■ **What you need to do**
In the entries below, which lines run from the one containing "Annotate the tree" to the one containing "Annotate the farm"? Copy exactly those lines, ends included, and no others.
*** Recorded data Section Begins ***
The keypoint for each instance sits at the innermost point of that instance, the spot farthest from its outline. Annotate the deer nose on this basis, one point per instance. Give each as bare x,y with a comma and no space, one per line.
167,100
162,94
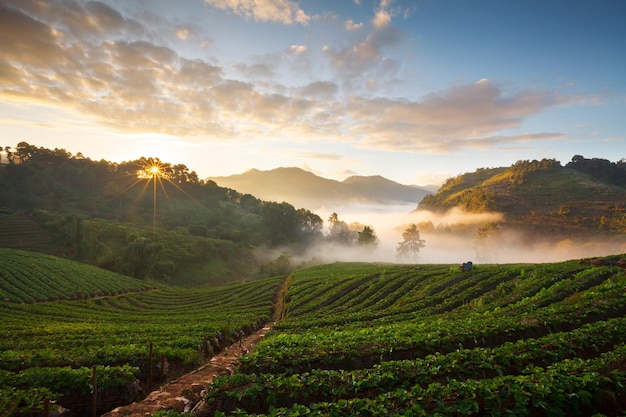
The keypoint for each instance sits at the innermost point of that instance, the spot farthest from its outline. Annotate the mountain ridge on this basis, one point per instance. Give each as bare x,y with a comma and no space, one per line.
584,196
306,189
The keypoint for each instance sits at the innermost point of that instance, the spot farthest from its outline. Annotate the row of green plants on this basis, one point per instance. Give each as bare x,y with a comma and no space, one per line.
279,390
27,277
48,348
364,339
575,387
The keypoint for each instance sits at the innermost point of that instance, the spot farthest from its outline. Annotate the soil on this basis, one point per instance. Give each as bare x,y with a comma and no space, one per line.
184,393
*** Recorded data Section Ends ***
*** Recorded data Section Begins ***
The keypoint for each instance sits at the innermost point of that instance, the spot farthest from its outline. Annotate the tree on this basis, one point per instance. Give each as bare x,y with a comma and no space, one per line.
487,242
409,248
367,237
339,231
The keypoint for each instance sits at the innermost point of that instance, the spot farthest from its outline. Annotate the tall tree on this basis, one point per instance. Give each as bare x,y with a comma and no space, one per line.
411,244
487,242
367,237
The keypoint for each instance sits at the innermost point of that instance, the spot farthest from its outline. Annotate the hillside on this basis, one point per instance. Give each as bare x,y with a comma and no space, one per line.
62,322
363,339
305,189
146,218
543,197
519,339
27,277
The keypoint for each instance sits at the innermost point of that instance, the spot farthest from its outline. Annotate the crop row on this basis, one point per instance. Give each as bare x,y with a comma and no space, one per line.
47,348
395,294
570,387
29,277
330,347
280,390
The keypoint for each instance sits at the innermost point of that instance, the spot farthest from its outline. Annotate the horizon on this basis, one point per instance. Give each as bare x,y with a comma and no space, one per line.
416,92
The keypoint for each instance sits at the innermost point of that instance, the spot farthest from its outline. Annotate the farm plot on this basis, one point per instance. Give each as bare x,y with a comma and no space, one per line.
*** Recorded data Section Ends ***
■ **Result of this task**
The keypoint for each instance sits at the innermost point of that instance, the spot farthest from its outline. Annotate the tree on this basis, one point per instance. Give each as bare x,y with a comma and no space, one per line.
487,242
409,248
367,237
339,231
The keypoint for each instance sits at the innermost point of that instance, the spot farthest from its outline. Annotate the tall tree on this basis, one point per instance. Give each as bare x,y with a comma and no space, one per line.
411,244
487,242
367,237
The keypoint for each instance sits at the innermost point of that instance, the spot farthest from its outline. Annotate the hillside on this basis, one point per instance. Give each as bare x,y with a comma and no space, one per line.
62,322
363,339
305,189
146,218
543,197
519,339
27,277
The keypoint for each instance sits at the innermost point of that instance, the spot farthest from its outline. Annotate the crop row on this basis, one point per instance. Give each as bare x,y with a comma and no space, one per line.
47,348
395,294
570,387
29,277
330,347
280,390
The keypoint for each instance sits at the innermost point of that instance, the spot farthest from its outline. Annotate the horizon on this basis, one point per instance. Give each as bare x,y with a comma and no space, one per line.
416,92
The keypoint for each instance sits at the innermost point of that instance, the spot farthest from its outline. Annotate the farm plot on this basis, one point per instance. Give each as bare x,y with a comma and no space, one per line.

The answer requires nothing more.